§ **Problem details**: Print the data below unchanged, reproducing every line in full and in the same order.

======== Extracted data ========

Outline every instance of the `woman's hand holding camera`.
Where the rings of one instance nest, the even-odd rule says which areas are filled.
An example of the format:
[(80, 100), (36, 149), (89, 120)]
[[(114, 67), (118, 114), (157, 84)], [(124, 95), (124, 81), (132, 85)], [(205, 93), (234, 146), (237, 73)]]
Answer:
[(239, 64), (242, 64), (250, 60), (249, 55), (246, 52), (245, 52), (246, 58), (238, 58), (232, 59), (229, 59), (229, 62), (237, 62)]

========

§ **Correct result**:
Outline every instance of the `woman's hand holding camera`.
Where the rings of one instance nest, the even-odd rule says which areas are filled.
An example of the format:
[(80, 100), (36, 149), (89, 120)]
[[(114, 67), (118, 114), (157, 84)], [(124, 95), (124, 81), (132, 85)], [(205, 93), (234, 146), (237, 73)]]
Answer:
[(239, 64), (242, 64), (250, 60), (249, 55), (246, 52), (245, 52), (246, 58), (238, 58), (232, 59), (229, 59), (229, 62), (237, 62)]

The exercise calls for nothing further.